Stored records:
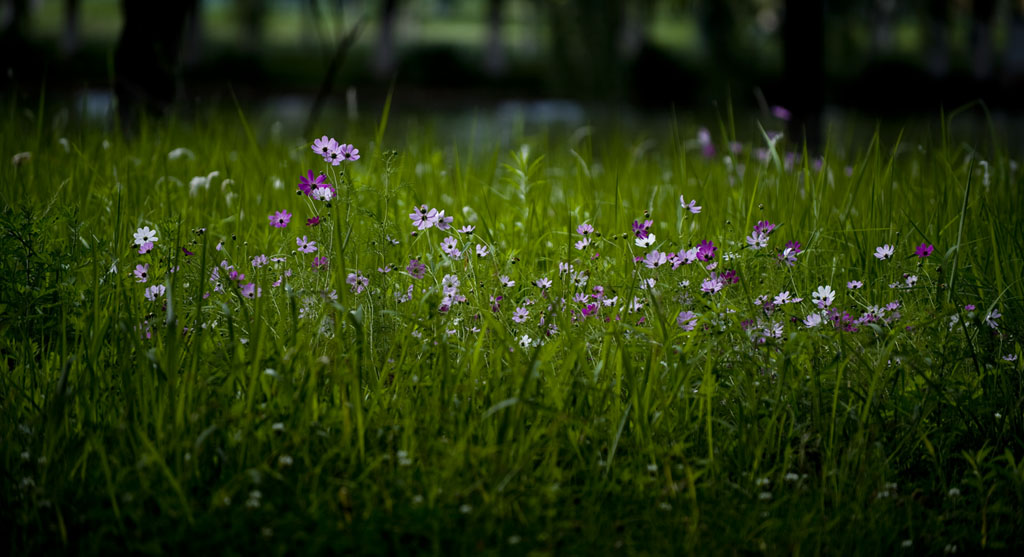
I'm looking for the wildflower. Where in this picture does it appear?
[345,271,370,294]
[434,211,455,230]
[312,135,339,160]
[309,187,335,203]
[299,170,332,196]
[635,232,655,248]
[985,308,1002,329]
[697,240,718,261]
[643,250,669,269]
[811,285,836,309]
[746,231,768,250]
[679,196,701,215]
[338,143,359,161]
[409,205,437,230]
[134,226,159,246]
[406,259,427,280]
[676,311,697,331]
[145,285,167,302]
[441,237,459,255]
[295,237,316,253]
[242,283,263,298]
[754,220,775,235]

Instructions to follow: Format the listing above as a Markdown table with a "No." column numbering each row and a "Text" column holding the line, omitting blank lines and the picture.

The output:
| No. | Text |
|---|---|
| 1 | I'm looking for the wildflower. Where in this picture does it appear? |
| 2 | [345,271,370,294] |
| 3 | [434,211,455,230] |
| 4 | [312,135,339,160] |
| 5 | [309,187,335,203] |
| 6 | [299,170,332,196] |
| 7 | [635,232,655,248] |
| 8 | [985,308,1002,329] |
| 9 | [697,240,718,261] |
| 10 | [643,250,669,269] |
| 11 | [811,285,836,309] |
| 12 | [746,231,768,250] |
| 13 | [679,196,701,215] |
| 14 | [338,143,359,161] |
| 15 | [409,205,437,230] |
| 16 | [134,226,159,246] |
| 17 | [406,259,427,280] |
| 18 | [676,311,697,331] |
| 19 | [145,285,167,302] |
| 20 | [441,237,459,255] |
| 21 | [295,237,316,253] |
| 22 | [242,283,263,298] |
| 23 | [754,220,775,235] |